◆ Article ◆
##########

During the course of the interview, I was made extremely aware of my intake of food. I knew I didn’t have a problem with exercise – my exercise habits are great – I just really need to become more aware of not eating the wrong stuff. I didn’t realise how much my children picked up on that.

My main problem is that I’m a picker. If food is there, I’ll eat it. And I work in an office where the manager always makes sure there is food available, so that doesn’t help me keep the weight off.

 

How the FitBit helped


By undertaking the FitBit challenge I came to some interesting revelations. It didn’t change the way I exercise at all. But what it did do was make me think more about the food I was putting into my body. It probably made me drink less alcohol as well.


The food diary was a bit annoying because I had to put everything in manually and I often didn’t put my food intake in was because I was afraid of the results. Having the tracker made me aware of the bad choices I make about food on an everyday basis.


It did drive me to make better choices because I knew ‘big brother was watching’. It wasn’t just me who was paying attention to what I was doing, I had the device, too. And I knew I didn’t want to be in a place where I’d look back at those results in 3 – 4 weeks’ time and see that despite all the exercise I did, I sure ate a lot, and that’s where my problems are coming from.


I’ve come to realise that you counteract all the good that you’ve done from the exercise. They say the rule is 80% food, 20% exercise to keep you in good shape. I discovered that I’m more the other way, I’m much better about exercise than food. And while that hasn’t changed a great deal, but I’m much more aware than I was before.

 

Changes for the future


I think I should have taken the effort to make my daughters more interested in the FitBit. They are quite competitive, and young minds are so much more receptive to this sort of thing. I would like to see if we would have more success if we pushed ourselves as a family to get healthier together.


I own my own company, and I think that doing this challenge has shown me that employers have a real opportunity here. Using something like a FitBit as part of a wellbeing programme would encourage a focus on health, and perhaps push people to get up from their desk more at lunchtime, to walk to work more. That only helps employees and businesses like mine stay healthy and productive.

##########

◆ Material supplied ◆
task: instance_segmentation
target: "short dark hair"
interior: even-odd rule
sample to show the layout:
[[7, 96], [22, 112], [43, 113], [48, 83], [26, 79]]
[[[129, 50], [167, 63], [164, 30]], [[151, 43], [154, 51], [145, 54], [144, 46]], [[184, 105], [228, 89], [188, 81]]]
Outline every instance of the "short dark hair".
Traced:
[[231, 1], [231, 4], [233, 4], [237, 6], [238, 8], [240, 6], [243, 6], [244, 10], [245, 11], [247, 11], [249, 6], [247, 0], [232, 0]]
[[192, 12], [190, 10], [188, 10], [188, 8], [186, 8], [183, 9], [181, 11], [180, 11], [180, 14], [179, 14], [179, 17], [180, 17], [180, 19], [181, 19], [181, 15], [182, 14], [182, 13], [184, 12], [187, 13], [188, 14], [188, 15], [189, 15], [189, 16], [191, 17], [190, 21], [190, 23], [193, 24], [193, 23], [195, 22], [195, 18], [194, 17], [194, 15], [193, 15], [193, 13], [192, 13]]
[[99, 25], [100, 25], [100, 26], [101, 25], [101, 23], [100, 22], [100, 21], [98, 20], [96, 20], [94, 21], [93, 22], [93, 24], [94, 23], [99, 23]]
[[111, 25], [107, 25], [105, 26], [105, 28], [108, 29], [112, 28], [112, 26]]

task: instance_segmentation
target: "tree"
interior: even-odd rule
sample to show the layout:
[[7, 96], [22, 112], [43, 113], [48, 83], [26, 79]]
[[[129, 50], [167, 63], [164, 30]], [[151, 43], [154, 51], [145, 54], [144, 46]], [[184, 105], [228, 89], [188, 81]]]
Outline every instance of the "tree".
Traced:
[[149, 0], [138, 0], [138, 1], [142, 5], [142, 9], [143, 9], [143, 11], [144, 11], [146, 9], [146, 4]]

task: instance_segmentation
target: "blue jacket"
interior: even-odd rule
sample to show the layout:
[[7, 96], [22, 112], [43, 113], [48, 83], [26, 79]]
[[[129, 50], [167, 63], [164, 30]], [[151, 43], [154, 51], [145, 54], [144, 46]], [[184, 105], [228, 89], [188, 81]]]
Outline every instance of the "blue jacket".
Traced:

##########

◆ Written instruction A ◆
What ratio of food to exercise does the FitBit article give as the rule for staying in good shape?
◆ Written instruction B ◆
Quote the FitBit article from "By undertaking the" to "an everyday basis.".

◆ Finished answer A ◆
80% food, 20% exercise.

◆ Finished answer B ◆
By undertaking the FitBit challenge I came to some interesting revelations. It didn’t change the way I exercise at all. But what it did do was make me think more about the food I was putting into my body. It probably made me drink less alcohol as well.


The food diary was a bit annoying because I had to put everything in manually and I often didn’t put my food intake in was because I was afraid of the results. Having the tracker made me aware of the bad choices I make about food on an everyday basis.